Raw records:
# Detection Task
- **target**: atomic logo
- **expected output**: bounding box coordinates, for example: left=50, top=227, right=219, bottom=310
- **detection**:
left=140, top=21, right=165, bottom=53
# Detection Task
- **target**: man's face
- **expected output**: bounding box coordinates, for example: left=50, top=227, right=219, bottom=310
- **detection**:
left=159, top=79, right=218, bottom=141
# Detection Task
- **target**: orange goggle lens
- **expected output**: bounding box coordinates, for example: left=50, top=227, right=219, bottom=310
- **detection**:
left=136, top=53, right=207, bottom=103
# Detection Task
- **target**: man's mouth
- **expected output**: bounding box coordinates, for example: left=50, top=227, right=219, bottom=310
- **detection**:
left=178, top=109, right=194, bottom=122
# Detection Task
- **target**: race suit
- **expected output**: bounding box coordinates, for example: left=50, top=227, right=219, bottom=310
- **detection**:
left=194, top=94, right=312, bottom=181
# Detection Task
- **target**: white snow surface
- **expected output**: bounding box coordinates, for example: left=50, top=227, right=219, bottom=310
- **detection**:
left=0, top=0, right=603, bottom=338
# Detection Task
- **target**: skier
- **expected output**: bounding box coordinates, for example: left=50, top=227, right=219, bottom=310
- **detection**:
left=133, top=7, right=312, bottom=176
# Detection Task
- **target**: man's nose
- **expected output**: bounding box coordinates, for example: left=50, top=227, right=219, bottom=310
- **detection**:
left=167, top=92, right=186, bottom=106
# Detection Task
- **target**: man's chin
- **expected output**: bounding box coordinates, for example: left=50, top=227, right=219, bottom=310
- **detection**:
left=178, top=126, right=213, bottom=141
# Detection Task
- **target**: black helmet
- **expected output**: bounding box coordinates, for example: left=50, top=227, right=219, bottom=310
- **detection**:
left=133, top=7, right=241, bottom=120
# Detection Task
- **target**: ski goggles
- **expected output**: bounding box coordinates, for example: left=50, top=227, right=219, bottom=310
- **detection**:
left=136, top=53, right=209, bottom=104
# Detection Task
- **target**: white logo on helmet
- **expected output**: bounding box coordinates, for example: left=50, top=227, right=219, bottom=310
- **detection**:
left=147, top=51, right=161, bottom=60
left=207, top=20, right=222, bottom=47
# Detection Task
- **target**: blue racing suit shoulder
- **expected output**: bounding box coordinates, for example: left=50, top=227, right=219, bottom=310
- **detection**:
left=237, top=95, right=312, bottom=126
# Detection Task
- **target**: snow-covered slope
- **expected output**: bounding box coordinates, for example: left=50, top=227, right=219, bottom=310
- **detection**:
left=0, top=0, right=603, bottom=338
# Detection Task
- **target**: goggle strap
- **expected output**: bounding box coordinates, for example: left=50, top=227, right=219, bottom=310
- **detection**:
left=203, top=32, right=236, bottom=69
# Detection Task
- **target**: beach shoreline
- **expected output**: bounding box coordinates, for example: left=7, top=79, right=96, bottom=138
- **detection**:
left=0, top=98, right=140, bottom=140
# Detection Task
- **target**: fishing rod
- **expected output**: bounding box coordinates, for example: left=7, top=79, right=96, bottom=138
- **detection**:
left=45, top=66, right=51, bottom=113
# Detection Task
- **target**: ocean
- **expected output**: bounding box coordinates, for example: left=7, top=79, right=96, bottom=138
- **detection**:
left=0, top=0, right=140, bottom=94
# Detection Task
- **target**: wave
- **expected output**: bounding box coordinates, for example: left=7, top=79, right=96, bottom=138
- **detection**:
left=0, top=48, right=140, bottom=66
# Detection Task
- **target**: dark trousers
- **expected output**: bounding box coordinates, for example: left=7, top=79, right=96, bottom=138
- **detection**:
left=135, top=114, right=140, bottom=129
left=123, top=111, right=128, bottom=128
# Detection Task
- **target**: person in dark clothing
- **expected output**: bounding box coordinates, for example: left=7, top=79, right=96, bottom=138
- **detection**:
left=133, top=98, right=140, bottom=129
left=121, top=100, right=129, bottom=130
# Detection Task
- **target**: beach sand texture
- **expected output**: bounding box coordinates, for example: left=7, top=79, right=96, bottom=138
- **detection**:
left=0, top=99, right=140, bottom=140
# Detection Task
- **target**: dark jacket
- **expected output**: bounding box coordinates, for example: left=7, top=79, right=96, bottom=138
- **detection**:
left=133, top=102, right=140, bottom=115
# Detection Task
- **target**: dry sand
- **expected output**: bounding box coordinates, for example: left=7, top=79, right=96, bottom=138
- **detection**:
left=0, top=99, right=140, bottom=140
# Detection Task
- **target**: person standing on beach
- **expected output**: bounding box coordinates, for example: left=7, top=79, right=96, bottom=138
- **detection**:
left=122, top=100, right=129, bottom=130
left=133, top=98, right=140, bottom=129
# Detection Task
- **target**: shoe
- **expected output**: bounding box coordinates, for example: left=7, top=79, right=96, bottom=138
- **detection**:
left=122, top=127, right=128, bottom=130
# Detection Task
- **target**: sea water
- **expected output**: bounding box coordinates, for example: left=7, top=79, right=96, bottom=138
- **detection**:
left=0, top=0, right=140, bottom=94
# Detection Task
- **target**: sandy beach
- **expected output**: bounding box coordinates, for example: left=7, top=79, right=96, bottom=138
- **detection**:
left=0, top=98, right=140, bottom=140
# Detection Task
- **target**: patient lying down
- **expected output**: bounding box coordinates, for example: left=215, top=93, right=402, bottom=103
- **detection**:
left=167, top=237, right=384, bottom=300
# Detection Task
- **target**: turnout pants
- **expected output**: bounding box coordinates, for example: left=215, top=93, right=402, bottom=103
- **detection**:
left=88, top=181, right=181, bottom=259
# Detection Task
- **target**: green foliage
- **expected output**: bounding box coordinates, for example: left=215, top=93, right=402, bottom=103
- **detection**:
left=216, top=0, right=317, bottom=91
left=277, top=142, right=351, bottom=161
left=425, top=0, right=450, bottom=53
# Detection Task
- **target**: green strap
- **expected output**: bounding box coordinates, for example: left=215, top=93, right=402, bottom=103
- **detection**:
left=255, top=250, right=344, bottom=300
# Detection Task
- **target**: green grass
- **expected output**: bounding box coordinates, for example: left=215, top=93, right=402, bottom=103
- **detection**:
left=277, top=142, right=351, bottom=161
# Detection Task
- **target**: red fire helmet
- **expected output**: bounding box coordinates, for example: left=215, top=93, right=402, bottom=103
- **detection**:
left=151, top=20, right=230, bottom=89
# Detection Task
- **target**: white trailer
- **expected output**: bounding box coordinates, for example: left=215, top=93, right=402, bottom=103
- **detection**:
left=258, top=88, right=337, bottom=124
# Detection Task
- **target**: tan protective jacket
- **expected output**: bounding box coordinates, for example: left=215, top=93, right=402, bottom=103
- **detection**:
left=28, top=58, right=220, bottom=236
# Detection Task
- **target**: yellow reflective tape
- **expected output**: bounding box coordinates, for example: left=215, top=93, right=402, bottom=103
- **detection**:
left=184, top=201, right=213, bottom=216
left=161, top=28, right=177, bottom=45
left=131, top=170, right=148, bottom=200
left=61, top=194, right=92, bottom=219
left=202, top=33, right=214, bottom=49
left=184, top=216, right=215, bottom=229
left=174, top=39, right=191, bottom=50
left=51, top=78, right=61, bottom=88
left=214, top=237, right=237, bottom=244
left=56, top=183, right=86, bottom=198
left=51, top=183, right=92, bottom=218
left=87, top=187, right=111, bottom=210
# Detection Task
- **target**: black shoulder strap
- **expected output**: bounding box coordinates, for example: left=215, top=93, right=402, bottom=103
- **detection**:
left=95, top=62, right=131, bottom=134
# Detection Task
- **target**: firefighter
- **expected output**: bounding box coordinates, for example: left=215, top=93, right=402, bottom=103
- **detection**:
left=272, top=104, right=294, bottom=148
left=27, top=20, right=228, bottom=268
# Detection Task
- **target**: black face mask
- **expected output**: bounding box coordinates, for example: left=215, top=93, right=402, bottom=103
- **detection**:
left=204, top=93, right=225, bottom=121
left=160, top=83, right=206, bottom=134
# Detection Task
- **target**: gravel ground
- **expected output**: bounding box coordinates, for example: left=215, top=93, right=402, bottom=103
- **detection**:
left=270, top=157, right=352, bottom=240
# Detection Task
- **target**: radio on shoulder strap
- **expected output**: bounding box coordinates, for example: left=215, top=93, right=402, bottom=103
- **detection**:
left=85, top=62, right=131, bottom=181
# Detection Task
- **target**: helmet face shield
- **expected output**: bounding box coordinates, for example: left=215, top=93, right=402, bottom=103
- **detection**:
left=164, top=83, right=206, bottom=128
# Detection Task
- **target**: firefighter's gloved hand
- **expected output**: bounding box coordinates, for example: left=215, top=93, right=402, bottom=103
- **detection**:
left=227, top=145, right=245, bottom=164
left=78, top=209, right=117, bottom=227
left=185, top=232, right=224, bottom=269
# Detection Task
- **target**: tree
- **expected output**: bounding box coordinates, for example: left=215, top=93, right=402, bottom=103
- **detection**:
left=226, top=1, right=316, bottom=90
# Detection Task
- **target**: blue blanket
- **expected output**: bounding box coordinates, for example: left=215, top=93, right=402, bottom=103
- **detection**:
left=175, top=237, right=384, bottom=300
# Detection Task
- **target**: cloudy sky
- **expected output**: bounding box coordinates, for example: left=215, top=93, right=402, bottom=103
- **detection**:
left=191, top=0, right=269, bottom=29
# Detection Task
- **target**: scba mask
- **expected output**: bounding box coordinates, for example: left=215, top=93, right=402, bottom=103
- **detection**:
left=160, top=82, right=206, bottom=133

What needs to be done
Locate every line in the items above that contains the string "person" and copy each one. Case counts.

Written answer
- **target**: person in dark clothing
- **target**: person standing on beach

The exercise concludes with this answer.